** Begin **

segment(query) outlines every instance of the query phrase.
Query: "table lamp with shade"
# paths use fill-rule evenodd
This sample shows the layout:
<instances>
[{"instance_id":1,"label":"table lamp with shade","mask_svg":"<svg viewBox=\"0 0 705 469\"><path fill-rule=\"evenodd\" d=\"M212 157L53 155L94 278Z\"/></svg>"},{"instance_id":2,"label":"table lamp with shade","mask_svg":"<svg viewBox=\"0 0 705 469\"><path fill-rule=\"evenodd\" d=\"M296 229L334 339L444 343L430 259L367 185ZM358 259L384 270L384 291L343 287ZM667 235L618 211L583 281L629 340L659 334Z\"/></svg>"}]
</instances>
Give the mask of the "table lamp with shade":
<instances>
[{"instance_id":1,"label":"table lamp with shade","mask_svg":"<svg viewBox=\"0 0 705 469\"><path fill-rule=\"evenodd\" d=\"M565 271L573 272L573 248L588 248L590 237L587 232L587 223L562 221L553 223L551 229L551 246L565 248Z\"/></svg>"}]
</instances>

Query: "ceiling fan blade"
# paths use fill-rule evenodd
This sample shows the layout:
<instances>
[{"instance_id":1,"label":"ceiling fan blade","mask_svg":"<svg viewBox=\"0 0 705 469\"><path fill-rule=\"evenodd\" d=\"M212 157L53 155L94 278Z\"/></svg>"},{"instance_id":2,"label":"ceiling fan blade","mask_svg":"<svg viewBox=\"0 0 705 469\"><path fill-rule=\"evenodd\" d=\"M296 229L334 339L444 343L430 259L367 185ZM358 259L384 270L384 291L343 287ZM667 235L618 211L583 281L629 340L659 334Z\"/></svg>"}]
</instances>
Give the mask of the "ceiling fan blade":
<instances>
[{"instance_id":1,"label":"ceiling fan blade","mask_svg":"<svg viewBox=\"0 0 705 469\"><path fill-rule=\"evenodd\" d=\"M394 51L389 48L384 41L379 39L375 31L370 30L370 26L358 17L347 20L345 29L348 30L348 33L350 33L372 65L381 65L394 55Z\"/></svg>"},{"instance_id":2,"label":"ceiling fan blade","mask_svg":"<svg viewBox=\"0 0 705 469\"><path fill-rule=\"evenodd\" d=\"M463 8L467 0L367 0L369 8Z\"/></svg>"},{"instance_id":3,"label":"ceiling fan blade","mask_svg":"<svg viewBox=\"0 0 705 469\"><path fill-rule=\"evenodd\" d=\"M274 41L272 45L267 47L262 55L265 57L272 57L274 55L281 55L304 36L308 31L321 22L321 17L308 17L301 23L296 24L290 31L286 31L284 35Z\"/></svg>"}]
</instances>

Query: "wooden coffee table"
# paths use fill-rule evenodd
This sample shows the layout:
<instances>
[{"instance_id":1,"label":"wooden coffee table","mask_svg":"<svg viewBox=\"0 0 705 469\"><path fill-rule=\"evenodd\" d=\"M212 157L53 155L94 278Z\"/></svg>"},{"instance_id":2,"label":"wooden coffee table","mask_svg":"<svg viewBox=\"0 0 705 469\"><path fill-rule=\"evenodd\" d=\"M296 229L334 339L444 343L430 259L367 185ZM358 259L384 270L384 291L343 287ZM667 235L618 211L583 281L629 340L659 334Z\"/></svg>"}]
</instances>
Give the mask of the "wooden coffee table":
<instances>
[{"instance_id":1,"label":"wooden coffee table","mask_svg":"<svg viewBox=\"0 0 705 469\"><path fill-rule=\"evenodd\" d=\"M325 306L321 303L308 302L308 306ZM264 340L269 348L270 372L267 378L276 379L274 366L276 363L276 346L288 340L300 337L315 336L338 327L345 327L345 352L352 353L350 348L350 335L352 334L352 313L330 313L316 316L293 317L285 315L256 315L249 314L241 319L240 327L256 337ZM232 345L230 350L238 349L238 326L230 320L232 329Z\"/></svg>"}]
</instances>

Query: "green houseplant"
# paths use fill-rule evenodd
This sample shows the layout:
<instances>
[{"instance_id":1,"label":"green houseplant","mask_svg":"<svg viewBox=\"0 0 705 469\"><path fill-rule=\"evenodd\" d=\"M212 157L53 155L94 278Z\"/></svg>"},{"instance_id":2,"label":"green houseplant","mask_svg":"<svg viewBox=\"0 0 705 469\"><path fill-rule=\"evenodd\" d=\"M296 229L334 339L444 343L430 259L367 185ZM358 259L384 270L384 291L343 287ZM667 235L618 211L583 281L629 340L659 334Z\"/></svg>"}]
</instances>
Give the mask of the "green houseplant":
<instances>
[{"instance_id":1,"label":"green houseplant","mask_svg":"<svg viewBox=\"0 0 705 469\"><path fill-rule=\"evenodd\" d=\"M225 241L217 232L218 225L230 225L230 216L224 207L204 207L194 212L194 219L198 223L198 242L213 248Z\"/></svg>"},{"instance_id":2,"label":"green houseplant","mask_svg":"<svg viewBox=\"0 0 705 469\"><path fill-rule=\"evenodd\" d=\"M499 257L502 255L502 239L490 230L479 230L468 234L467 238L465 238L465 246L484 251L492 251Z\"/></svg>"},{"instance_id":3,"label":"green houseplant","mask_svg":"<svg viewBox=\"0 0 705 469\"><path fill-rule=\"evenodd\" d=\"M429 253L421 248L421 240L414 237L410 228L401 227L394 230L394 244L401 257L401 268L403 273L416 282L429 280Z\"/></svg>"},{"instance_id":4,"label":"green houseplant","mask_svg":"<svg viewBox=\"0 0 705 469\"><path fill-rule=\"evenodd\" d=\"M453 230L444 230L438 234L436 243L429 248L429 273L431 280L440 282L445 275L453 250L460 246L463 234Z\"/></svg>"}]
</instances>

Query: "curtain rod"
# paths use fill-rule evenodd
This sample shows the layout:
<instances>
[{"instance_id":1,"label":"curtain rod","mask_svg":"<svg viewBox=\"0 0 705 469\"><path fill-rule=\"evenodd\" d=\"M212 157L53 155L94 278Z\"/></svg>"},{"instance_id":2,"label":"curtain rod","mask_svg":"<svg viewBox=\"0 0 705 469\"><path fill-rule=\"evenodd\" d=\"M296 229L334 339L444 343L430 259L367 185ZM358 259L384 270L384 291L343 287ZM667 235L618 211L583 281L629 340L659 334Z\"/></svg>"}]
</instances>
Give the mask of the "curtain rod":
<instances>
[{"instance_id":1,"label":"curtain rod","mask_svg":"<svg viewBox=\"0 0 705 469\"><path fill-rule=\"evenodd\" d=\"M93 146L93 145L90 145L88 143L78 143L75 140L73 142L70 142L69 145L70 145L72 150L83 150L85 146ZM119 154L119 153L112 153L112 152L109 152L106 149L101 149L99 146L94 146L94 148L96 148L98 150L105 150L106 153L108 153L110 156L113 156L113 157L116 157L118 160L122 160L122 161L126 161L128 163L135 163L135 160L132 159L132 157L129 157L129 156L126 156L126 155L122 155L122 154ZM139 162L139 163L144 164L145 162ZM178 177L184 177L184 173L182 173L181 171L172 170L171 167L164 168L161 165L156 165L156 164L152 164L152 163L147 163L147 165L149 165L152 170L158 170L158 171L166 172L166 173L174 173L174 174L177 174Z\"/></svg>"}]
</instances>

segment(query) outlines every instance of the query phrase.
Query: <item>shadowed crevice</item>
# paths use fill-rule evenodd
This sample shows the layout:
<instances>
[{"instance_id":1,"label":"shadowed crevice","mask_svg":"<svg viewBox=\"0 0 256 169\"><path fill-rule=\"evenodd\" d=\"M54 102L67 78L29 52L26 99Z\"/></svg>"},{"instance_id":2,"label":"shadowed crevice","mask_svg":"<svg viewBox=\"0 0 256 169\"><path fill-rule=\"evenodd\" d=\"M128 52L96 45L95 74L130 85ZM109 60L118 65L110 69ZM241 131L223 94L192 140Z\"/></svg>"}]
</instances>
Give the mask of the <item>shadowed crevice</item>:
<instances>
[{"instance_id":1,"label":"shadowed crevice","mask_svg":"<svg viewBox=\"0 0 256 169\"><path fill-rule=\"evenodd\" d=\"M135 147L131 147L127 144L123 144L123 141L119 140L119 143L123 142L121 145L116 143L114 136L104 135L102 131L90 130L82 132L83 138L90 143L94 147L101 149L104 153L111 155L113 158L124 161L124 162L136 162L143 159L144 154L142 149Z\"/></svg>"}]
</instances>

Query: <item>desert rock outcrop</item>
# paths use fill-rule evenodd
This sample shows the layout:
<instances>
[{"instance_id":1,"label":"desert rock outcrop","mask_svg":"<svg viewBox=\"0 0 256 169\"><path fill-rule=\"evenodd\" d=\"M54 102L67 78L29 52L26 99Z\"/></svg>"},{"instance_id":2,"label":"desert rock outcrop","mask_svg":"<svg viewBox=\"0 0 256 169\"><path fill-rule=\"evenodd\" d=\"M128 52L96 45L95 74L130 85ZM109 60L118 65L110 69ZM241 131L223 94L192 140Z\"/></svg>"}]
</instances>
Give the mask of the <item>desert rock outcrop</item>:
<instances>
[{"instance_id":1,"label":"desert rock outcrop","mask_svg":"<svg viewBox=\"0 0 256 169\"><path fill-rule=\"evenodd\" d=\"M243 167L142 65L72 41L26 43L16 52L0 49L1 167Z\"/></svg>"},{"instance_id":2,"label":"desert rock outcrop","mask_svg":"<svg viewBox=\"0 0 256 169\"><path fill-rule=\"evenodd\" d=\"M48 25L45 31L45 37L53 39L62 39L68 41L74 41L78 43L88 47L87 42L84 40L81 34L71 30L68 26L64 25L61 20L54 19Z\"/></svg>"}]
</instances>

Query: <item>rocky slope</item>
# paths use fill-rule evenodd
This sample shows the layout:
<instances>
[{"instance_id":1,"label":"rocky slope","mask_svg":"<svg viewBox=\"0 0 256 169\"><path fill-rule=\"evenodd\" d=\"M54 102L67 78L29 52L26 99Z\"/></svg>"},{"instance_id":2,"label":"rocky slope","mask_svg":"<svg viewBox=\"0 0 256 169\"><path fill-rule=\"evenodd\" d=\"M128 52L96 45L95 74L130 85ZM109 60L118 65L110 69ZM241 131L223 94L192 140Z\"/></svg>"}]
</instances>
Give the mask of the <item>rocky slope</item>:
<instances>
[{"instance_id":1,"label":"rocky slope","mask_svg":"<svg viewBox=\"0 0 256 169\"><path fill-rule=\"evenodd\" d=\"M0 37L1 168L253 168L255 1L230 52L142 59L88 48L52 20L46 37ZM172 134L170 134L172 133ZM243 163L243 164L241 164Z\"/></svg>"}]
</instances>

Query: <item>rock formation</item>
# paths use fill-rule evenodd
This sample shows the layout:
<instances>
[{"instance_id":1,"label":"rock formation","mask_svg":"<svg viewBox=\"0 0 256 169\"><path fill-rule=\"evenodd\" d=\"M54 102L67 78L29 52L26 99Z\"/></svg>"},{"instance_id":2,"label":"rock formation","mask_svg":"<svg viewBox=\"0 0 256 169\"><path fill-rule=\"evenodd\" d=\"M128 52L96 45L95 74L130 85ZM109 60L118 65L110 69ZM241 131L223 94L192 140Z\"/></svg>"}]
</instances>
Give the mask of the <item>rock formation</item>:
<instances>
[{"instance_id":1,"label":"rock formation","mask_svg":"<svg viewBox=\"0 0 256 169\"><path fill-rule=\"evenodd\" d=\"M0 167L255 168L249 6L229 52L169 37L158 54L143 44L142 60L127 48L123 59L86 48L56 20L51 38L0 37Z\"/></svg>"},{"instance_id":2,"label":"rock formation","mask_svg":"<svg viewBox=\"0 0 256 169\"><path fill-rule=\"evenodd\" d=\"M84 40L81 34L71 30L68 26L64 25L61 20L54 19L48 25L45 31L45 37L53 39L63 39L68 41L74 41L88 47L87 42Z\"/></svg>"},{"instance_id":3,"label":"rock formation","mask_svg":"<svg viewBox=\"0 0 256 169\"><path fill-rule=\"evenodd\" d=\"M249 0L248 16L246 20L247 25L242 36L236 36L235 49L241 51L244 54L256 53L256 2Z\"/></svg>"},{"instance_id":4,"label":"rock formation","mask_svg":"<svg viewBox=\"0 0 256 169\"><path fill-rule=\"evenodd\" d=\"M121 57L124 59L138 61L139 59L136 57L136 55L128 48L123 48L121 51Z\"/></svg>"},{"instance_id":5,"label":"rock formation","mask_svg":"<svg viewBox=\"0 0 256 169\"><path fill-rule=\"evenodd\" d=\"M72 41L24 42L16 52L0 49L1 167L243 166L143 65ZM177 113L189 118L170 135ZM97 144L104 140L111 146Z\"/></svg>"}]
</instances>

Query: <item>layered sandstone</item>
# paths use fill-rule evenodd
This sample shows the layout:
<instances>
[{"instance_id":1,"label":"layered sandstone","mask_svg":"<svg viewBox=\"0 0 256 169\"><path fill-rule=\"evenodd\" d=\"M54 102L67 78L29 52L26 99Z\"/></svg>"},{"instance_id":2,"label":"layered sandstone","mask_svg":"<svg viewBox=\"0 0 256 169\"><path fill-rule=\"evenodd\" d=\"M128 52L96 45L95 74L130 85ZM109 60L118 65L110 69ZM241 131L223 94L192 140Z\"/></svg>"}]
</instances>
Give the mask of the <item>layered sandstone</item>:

** End **

● Exercise requirements: Collect every line of the entries above that contains the string "item", with case counting.

● Exercise output:
Query: <item>shadowed crevice</item>
Give the mask of the <item>shadowed crevice</item>:
Query: <item>desert rock outcrop</item>
Give the mask of the <item>desert rock outcrop</item>:
Query: <item>rocky slope</item>
Give the mask of the <item>rocky slope</item>:
Query: <item>rock formation</item>
Give the mask of the <item>rock formation</item>:
Query: <item>layered sandstone</item>
Give the mask of the <item>layered sandstone</item>:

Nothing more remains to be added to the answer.